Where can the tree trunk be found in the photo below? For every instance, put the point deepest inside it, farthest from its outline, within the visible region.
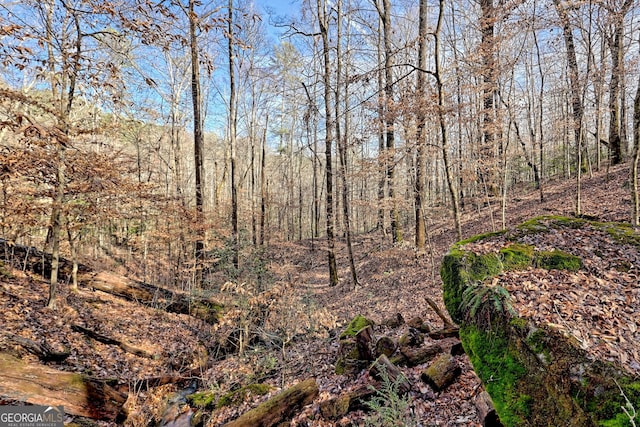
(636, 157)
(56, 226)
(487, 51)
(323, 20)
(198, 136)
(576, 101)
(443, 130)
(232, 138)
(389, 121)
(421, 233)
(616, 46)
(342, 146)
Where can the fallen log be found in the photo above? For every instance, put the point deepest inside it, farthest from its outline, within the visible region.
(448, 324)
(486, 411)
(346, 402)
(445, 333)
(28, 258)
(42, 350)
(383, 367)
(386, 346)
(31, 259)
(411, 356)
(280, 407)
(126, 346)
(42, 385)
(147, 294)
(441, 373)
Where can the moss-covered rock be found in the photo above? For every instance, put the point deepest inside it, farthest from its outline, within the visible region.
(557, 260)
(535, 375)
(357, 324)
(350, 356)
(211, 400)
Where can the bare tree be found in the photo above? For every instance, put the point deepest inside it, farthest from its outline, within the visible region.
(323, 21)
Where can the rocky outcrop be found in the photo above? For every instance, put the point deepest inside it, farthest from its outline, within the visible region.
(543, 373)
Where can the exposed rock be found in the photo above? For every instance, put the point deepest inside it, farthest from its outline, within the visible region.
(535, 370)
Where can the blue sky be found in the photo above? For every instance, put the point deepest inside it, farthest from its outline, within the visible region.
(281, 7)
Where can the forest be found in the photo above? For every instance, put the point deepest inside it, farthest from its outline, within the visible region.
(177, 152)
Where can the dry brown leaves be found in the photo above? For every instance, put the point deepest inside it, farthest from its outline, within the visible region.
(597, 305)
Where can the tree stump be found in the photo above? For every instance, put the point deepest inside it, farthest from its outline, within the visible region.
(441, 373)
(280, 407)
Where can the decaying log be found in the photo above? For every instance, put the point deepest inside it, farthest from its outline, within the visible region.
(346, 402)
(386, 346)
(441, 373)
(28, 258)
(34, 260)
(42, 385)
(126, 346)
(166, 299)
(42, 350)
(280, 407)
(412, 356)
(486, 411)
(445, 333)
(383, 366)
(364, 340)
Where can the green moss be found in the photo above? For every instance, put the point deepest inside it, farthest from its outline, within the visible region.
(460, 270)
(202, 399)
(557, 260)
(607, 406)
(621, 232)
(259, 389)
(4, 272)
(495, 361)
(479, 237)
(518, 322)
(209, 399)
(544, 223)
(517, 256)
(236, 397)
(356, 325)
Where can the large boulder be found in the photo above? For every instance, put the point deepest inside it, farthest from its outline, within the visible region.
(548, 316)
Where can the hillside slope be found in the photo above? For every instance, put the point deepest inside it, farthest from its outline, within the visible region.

**Description of the task:**
Write out the records above once more, word for word, with no pictures.

**Answer below:**
Where can the tree trunk be found in the photo below? For every instance, put the point deepest inside it, farthest from its outline, within the visible region.
(636, 157)
(56, 226)
(487, 51)
(323, 20)
(198, 136)
(576, 101)
(443, 130)
(232, 138)
(389, 121)
(421, 233)
(616, 46)
(342, 146)
Where can the fallen log be found in the photo above? For every instance, put the point deepest inside it, farthest from its outline, within the visible region.
(448, 324)
(486, 411)
(346, 402)
(445, 333)
(28, 258)
(42, 350)
(383, 367)
(386, 346)
(31, 259)
(411, 356)
(280, 407)
(126, 346)
(42, 385)
(147, 294)
(441, 373)
Where can the moss-covered rock be found in the photo above? For every instance, put the point deepest inside it, farthest from its outline, within the visible region.
(557, 260)
(535, 375)
(357, 324)
(350, 356)
(211, 400)
Where can the bare tree be found in the photo above? For every instance, put the point deepest inside it, farthest from its outline, within the visible region.
(323, 21)
Where can the rocky outcrop be found in the photo above? For every instance, put the point deepest inside it, farthest from its outline, within the visible region.
(543, 373)
Where can the exposed rock be found in the photo above? For every instance, put the point deepest inside it, farthest from its outline, within the visible region.
(535, 370)
Where can the blue sky be found in the photo above? For every instance, put the point deepest inside it, farthest from its outline, within the visible region.
(281, 7)
Where can the forest be found in the photo above? For every instance, put the point deepest inside it, farthest from its outline, within the visible region.
(177, 152)
Where can the dry brown leaves be found in the photo above? For every instance, put the point deepest inside it, farthest from its outline, within the visible region.
(597, 305)
Where can the tree stump be found in the photo above? For every instance, put the point deepest inside it, farthest from its outline, within the visible region.
(441, 373)
(280, 407)
Where can the decaying log be found in the photo above? For every instance, put the point deepest inside it, farthest from its outline, within the visible region.
(346, 402)
(386, 346)
(441, 373)
(28, 258)
(34, 260)
(42, 385)
(126, 346)
(166, 299)
(42, 350)
(280, 407)
(412, 356)
(486, 411)
(445, 333)
(383, 366)
(364, 340)
Where can the green moss be found in the photo above? For every instance, put the point deepest inside it, farthest from its outline, within the visible region.
(460, 270)
(202, 399)
(557, 260)
(607, 406)
(621, 232)
(259, 389)
(4, 272)
(495, 361)
(479, 237)
(518, 322)
(209, 399)
(544, 223)
(517, 256)
(236, 397)
(356, 325)
Where can the large boulder be found in the photo above? For every instance, put the point deepest inside it, farthest from its outline, within the visible region.
(548, 316)
Where can the hillside slope be found in the photo above? For every instance, put the point deepest inside it, farthest from its outline, within the visible region.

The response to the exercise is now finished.